- [THE RECORDS]
******

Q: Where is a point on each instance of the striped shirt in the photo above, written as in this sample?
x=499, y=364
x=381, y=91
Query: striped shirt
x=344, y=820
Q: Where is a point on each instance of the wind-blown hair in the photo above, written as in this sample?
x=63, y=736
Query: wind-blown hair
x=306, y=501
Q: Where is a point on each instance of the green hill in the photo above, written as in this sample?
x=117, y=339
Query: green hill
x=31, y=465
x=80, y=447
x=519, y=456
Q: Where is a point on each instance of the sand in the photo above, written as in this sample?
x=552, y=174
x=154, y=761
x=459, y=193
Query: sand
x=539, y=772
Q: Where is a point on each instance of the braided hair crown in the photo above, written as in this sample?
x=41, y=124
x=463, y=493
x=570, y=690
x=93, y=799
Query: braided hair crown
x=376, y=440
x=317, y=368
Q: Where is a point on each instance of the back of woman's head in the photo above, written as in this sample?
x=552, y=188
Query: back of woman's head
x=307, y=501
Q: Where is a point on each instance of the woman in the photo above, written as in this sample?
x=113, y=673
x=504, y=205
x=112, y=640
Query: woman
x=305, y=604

******

- [PROBLEM TO SOLVE]
Reproduce all of the data above line for line, without changing anything.

- [CORRECT OUTPUT]
Q: Where is a point on each instance of the striped shirt in the photo above, written as in this sample?
x=499, y=364
x=381, y=91
Query: striped shirt
x=344, y=820
Q: Where is a point on each instance of the wind-blown hair in the photo above, written as in this sample?
x=63, y=736
Query: wind-blown hair
x=306, y=501
Q: Where is a point on each instance of the green hill in the photo above, written as in this sample?
x=117, y=339
Query: green hill
x=31, y=465
x=80, y=447
x=519, y=456
Q: Where is a point on each instance of the sand in the photo above, written as in this sample?
x=552, y=174
x=154, y=761
x=459, y=193
Query: sand
x=539, y=772
Q: Where is a point on each instance of the braided hair crown in the photo above, written as in this sample?
x=41, y=124
x=463, y=493
x=570, y=690
x=93, y=799
Query: braided hair crown
x=376, y=440
x=317, y=368
Q: Where is a point on each instance of the back of woman's head in the photo above, written as in this sample?
x=552, y=188
Query: back of woman's head
x=307, y=501
Q: Where is a point on each instance of the woman in the photo above, written as in this sample?
x=113, y=673
x=504, y=205
x=112, y=640
Query: woman
x=305, y=604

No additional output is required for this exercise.